[Entries for locating named things]
========

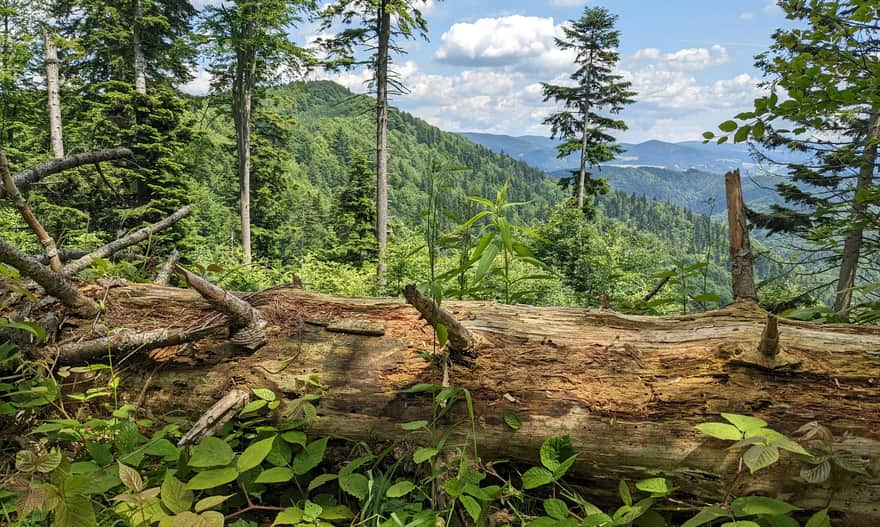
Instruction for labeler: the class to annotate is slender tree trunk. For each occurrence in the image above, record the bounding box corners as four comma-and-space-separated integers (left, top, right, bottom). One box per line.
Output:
834, 108, 880, 312
375, 6, 391, 286
232, 43, 256, 264
132, 0, 147, 94
43, 27, 64, 159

========

◆ **Aim of the task**: Write out all of the material above word for word, leaving out the pictures.

◆ **The response**:
Instruction for labeler: the class to annotate is slender tree trunk. For each occurrence in the image above, record the bounding box corners as four comma-and-space-separated integers (left, top, right, bottom). One box per line.
Output:
834, 108, 880, 312
375, 6, 391, 286
232, 43, 256, 264
132, 0, 147, 94
43, 27, 64, 159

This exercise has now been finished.